** What to produce **
Down to the final line, print each entry exactly.

** The data **
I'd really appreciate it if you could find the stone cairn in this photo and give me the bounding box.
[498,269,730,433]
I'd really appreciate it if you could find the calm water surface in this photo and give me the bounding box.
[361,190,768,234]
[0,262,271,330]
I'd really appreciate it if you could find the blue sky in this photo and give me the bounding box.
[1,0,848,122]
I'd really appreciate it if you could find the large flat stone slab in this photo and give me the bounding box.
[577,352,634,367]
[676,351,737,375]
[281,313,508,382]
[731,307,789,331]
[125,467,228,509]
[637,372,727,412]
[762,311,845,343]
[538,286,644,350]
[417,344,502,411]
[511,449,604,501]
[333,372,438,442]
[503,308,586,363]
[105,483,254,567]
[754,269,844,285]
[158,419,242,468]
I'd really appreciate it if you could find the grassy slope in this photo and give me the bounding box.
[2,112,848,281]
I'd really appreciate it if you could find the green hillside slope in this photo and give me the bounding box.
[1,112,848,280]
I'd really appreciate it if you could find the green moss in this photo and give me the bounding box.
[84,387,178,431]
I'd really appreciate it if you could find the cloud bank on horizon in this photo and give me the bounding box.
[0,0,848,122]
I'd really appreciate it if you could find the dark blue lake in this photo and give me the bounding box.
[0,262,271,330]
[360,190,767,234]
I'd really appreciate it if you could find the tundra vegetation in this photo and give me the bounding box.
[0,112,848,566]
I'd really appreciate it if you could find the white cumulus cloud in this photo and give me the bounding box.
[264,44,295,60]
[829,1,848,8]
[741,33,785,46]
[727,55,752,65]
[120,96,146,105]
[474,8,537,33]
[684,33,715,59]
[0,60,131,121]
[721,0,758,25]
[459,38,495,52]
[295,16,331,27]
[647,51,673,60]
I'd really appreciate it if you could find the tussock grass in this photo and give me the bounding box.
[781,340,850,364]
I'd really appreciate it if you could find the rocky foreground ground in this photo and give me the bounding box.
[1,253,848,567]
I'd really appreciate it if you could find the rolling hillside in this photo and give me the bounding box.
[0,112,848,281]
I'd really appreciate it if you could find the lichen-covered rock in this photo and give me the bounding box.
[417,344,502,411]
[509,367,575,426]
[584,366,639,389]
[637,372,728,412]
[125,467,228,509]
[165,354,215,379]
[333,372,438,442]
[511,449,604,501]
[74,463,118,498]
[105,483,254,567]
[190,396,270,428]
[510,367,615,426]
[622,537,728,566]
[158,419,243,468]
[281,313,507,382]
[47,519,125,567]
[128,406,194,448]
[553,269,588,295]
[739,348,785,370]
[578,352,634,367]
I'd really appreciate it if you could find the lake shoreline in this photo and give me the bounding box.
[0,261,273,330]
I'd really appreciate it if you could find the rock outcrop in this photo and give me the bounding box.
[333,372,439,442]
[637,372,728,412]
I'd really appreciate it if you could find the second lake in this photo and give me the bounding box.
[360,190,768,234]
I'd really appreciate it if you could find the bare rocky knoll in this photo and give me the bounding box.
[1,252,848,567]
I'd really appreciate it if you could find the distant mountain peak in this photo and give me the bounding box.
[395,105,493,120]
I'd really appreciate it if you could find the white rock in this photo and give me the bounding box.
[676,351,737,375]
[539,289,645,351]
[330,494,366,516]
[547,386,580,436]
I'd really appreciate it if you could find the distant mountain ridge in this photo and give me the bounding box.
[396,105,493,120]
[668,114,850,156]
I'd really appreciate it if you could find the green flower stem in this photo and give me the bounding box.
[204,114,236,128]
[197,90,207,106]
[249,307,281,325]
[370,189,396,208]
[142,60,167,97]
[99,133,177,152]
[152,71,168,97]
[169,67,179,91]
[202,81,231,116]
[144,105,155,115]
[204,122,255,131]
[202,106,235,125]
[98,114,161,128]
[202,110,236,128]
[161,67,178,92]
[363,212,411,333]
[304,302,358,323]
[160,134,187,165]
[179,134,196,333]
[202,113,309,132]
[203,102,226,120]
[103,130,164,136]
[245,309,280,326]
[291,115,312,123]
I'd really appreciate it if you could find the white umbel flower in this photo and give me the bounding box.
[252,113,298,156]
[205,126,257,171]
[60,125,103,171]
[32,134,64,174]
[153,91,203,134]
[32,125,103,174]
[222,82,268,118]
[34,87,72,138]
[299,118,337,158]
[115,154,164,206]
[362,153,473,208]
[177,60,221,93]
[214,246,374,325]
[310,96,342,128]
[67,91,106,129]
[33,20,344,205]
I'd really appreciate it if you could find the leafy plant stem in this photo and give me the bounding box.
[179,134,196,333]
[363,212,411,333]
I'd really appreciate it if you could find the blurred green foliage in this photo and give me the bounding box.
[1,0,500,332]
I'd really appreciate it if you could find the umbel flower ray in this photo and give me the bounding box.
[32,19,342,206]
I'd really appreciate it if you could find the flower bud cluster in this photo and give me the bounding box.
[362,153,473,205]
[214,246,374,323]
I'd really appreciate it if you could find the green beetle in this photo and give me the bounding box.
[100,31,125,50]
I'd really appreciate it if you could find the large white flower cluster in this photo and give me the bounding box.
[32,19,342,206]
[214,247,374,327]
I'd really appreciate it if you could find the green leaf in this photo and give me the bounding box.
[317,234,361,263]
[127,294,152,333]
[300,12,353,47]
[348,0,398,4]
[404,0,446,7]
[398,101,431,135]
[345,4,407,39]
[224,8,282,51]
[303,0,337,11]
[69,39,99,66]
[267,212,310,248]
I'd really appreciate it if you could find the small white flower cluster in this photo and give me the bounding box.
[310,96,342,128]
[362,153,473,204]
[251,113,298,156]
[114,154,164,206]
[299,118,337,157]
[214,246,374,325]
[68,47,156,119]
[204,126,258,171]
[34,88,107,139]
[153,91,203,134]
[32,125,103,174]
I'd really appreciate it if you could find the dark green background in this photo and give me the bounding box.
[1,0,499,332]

** Exercise solution **
I'd really appreciate it if you could find the stone cairn in this photo and give me the bounding box.
[498,269,730,433]
I'd really appreciate it if you could find the calm water surface in this photo and give me the bounding box.
[361,190,768,234]
[0,262,271,330]
I'd really appreciate it if you could find the blue sky in this photo and give me the bounding box.
[1,0,848,122]
I'd really appreciate it if you could find the large flat stone slab in this photo and give me the bounding box.
[577,352,634,367]
[676,351,737,375]
[281,313,508,382]
[731,307,789,331]
[125,467,228,509]
[637,372,727,412]
[762,311,845,343]
[538,286,644,350]
[417,344,502,411]
[511,449,604,501]
[333,372,438,442]
[503,308,586,363]
[105,483,254,567]
[754,269,844,285]
[158,419,242,468]
I'd really appreciate it if you could find the grassy slope in this photo and give me the bounding box.
[2,112,848,281]
I'd really appreciate it if you could find the green hillside slope in this photo and give me the bounding box.
[1,112,848,280]
I'd really appreciate it if you could find the green moss in this photo and give me the bounding box.
[84,387,178,431]
I'd really appreciate it if you could find the cloud bank on horizon in this photo and give me the bounding box.
[0,0,848,122]
I'd really appreciate it if you could find the dark blue lake in this photo and give me the bounding box.
[0,262,271,330]
[360,190,767,234]
I'd really appreciate it if you could find the tundra vegetation in this photo and give me the bounding box.
[0,112,848,566]
I'd really appreciate it if you could find the white cumulus cloud in this photo and give me the bounding box.
[264,44,295,60]
[829,1,848,8]
[741,33,785,46]
[727,55,752,65]
[120,96,146,105]
[474,8,537,33]
[684,33,715,59]
[0,60,131,121]
[721,0,758,25]
[459,38,495,52]
[295,16,331,27]
[647,51,673,60]
I'd really appreciate it if you could find the tussock grass in this photo and give me the bounding box.
[781,340,850,364]
I'd really appreciate it if you could find the rocky foreground ground in this photo and give me the bounding box.
[1,253,848,567]
I'd really appreciate it if you could find the rolling hillside in this photo and give me the bounding box.
[0,112,848,281]
I'd really appreciate it if you could find the lichen-covered rock in this photo and give me the bounding box.
[417,344,502,411]
[509,367,575,426]
[584,366,639,389]
[637,372,728,412]
[125,467,228,509]
[165,354,215,379]
[333,372,438,442]
[511,449,604,501]
[74,463,118,498]
[105,483,254,567]
[190,396,270,428]
[510,367,615,426]
[622,537,728,566]
[158,419,243,468]
[281,313,507,382]
[47,519,125,567]
[128,406,194,448]
[553,269,588,295]
[739,348,785,370]
[578,352,634,367]
I'd really appreciate it if you could find the lake shoreline in this photo and give me the bounding box.
[0,261,273,330]
I'd really appreciate it if you could find the rock outcrop in this photo and give me the bounding box.
[333,372,439,442]
[637,372,728,412]
I'd really appreciate it if you could find the second lake in this photo and give me the bounding box.
[360,190,768,234]
I'd really appreciate it if you could find the bare rocky knoll in this photo and give me the bounding box.
[1,252,848,567]
I'd really appreciate it if you could find the distant mountain peak in this photo and give me the bounding box.
[395,105,493,120]
I'd really appreciate it if you could find the white rock in this photo and give me the bounding box.
[676,351,737,375]
[539,289,645,351]
[330,494,366,516]
[547,386,580,436]
I'd really appreciate it if you could find the distant mountain ridge in this photo and give me the bounding box.
[396,105,493,120]
[668,114,850,156]
I'd really appreciate it if you could find the green flower stem in this photo and give me the bounding box.
[204,114,236,128]
[197,90,207,106]
[249,307,281,325]
[370,189,396,208]
[142,60,167,97]
[99,133,177,152]
[152,71,168,97]
[169,67,179,91]
[202,81,231,116]
[144,105,155,115]
[204,122,255,131]
[202,106,235,125]
[98,114,161,128]
[202,110,236,128]
[161,67,178,92]
[363,212,411,333]
[304,302,358,323]
[160,134,187,165]
[179,134,196,333]
[202,113,309,132]
[203,102,226,120]
[103,130,164,136]
[245,309,280,326]
[291,115,312,123]
I'd really appreciate it if you could find the white umbel flower in this photo and give me the bounding box.
[252,113,298,156]
[205,126,257,171]
[60,125,103,171]
[32,134,64,174]
[153,91,203,134]
[32,125,103,174]
[222,82,268,118]
[34,87,72,138]
[299,118,337,158]
[115,154,164,206]
[362,153,473,208]
[177,60,221,93]
[214,246,374,325]
[310,96,342,128]
[67,91,106,129]
[33,20,344,205]
I'd really appreciate it if you could find the leafy plant stem in this photo and give me the bounding box.
[179,134,196,333]
[363,212,411,333]
I'd really appreciate it if you could find the blurred green foliage in this photo and give me the bounding box.
[1,0,500,332]
I'd really appreciate it if you could find the umbel flower ray in this photo and give me the bounding box.
[32,19,342,206]
I'd really appreciate it if you could find the flower bud cluster in this photo and give me the bounding box.
[362,153,473,205]
[214,246,374,323]
I'd really appreciate it if you could find the green beetle in this photo and give me the bounding box.
[100,31,125,50]
I'd really appreciate it if you could find the large white flower cluster in this photo and give me the bounding box.
[32,19,342,206]
[214,247,374,327]
I'd really appreciate it if you could find the green leaf in this photo and give me the bounding box.
[317,234,361,263]
[127,294,152,333]
[300,12,353,47]
[348,0,398,4]
[404,0,446,7]
[398,101,431,135]
[345,4,407,39]
[224,8,282,51]
[303,0,337,11]
[69,39,99,66]
[267,212,310,248]
I'd really appreciate it if you could find the small white flower cluster in this photo and give me the bounding box.
[310,96,342,128]
[362,153,473,204]
[251,113,298,156]
[114,154,164,206]
[299,118,337,157]
[214,246,374,325]
[68,47,156,119]
[204,126,258,171]
[34,88,107,139]
[153,91,203,134]
[32,125,103,174]
I'd really appreciate it if you could find the dark green background in this photo and give me the bounding box.
[1,0,499,332]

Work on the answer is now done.